[Text section]

GENERAL THORACIC SURGERY

Exercise cardiorespiratory function before and one year after operation for pectus excavatum

Nijmegen, The Netherlands

From the Departments of Thoracic and Cardiac Surgery,^a Diagnostic Radiology,^c and Medical Statistics,^d University Hospital Nijmegen, and University Lung Centre Dekkerswald,^b Groesbeek, The Netherlands.

Received for publication Aug. 18, 1993. Accepted for publication Nov. 12, 1993. Address for reprints: W. J. Morshuis, MD, Department of Thoracic and Cardiac Surgery, University Hospital St. Radboud, P.O. Box 9101, 6500 HB Nijmegen, The Netherlands.

Abstract

In 35 patients with pectus excavatum (aged 17.9 ± 5.6 years) pulmonary function and maximal exercise test results were compared before and at 1 year after operation. The lower posteroanterior chest diameter on the lateral x-ray film was significantly smaller than normal ( p < 0.0001) and increased significantly after operation ( p < 0.0001). Preoperatively, total lung capacity (86.0% ± 14.4%; p = 0.0001) and inspiratory vital capacity (79.7% ± 16.2; p = 0.0001) were significantly smaller than predicted and further decreased after operation (-9.2% ± 9.2%; p = 0.0001 and -6.6% ± 10.7%; p = 0.0012, respectively). Arterial blood gas values displayed normal patterns with increasing exercise both before and after operation. Only the arterial pH decreased more after operation than before ( p = 0.0026). After operation there was a significant increase in maximal oxygen uptake (oxygen uptake; p = 0.0002 and oxygen uptake per kilogram; p = 0.0025) and oxygen pulse (oxygen uptake/heart rate approximates an indirect parameter for stroke volume; p = 0.0333) during exercise, whereas the maximal work performed was unchanged. Efficiency of breathing (ratio of tidal volume/inspiratory vital capacity) at maximal exercise improved significantly after operation ( p = 0.0005). Ventilatory limitation of exercise (defined by an increase in carbon dioxide tension during exercise) was found in 43.9% of the patients before operation. A tendency of improvement was noted (not significant) after operation (difference in carbon dioxide tension 0.6 ± 0.4 kPa before versus 0.3 ± 0.5 kPa after operation). However, the group with normal preoperative carbon dioxide elimination had a ventilatory limitation of exercise after operation (difference in carbon dioxide tension -0.4 ± 0.3 kPa before versus -0.1 ± 0.3 kPa after operation; p = 0.0128) with a significant increase in oxygen consumption ( p = 0.0007). In conclusion the subjective physical improvement after operation is not explained by changes in cardiorespiratory function at exercise. The data suggest a higher work of breathing after operation. (J THORAC CARDIOVASC SURG 1994;107:1403-9)

[/Text section]
[Material supplied]

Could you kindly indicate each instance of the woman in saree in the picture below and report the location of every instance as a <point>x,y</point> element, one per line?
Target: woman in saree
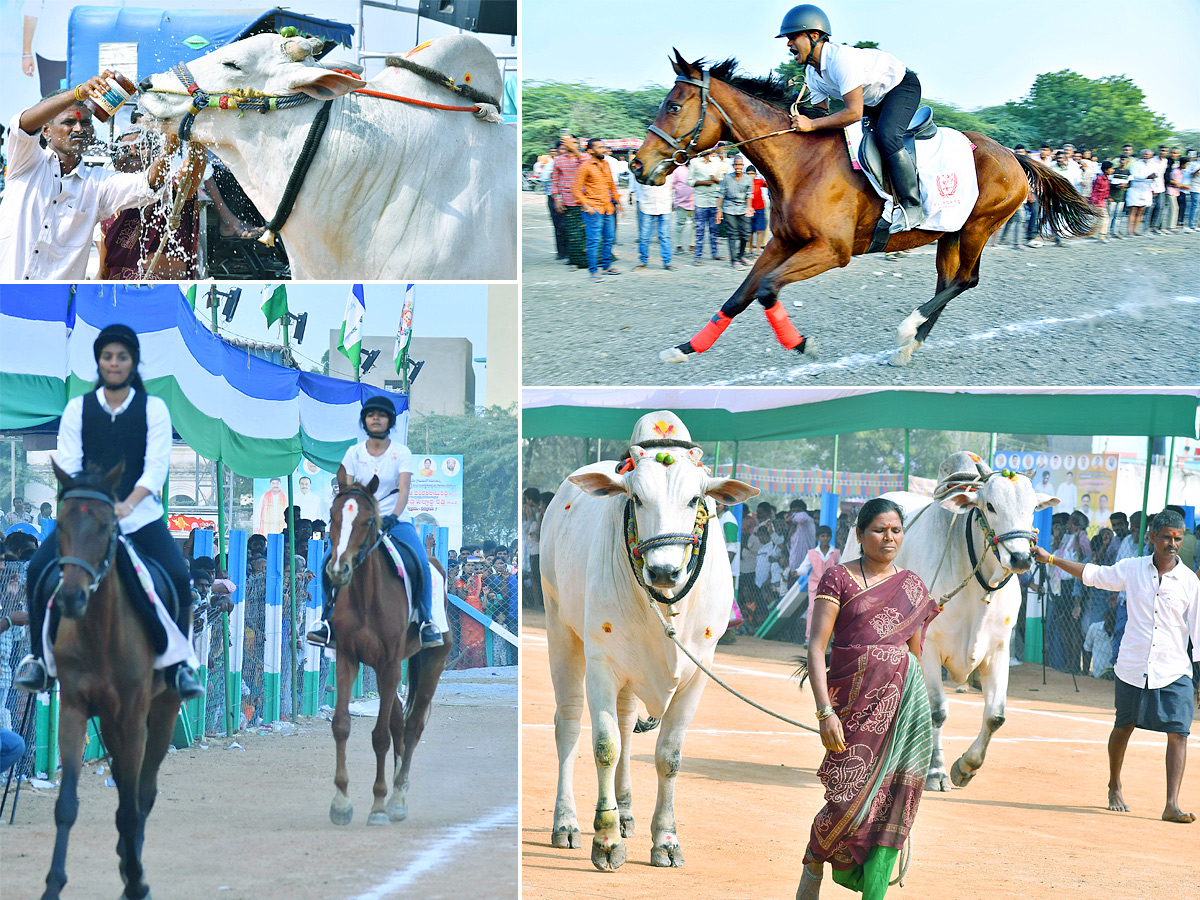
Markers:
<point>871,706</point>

[/Material supplied]
[Material supplied]

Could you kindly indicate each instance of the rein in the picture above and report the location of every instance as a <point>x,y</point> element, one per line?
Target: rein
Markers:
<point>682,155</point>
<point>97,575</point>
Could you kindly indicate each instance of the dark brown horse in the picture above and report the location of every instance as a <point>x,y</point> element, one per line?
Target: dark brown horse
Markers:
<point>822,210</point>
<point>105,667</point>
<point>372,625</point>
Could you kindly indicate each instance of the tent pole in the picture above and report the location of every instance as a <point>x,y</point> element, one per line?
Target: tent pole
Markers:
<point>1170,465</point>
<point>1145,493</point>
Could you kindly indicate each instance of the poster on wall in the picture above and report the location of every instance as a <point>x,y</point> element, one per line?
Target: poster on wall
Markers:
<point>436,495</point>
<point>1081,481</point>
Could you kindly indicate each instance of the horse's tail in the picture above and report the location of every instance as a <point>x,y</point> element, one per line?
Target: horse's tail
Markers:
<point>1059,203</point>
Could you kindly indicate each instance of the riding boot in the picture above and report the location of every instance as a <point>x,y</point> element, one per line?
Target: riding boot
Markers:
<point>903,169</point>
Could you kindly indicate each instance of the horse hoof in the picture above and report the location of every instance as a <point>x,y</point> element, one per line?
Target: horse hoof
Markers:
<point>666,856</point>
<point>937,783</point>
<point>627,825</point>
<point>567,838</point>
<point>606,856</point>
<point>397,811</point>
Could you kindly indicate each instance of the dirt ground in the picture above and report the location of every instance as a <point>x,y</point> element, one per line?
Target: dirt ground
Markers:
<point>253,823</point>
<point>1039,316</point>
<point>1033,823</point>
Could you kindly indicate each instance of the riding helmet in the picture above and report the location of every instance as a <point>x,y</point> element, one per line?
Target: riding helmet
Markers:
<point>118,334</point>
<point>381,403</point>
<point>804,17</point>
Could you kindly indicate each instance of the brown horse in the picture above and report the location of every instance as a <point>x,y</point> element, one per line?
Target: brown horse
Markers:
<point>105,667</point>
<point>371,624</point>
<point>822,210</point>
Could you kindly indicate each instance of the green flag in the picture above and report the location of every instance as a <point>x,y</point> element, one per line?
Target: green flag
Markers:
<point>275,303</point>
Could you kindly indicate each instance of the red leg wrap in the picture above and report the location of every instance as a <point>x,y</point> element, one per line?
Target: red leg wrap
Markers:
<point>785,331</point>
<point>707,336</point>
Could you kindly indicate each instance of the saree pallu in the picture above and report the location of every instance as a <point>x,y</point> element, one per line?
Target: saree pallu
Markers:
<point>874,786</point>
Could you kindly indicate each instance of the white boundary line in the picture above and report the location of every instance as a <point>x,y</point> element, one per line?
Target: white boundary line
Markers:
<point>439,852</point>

[/Material supplied]

Questions
1. List every department of University Hospital Nijmegen that the pectus excavatum article names in its affiliation line.
2. Copy the pectus excavatum article from "From the Departments" up to and including "Groesbeek, The Netherlands.".

Solution list
1.
Thoracic and Cardiac Surgery
Diagnostic Radiology
Medical Statistics

2.
From the Departments of Thoracic and Cardiac Surgery,^a Diagnostic Radiology,^c and Medical Statistics,^d University Hospital Nijmegen, and University Lung Centre Dekkerswald,^b Groesbeek, The Netherlands.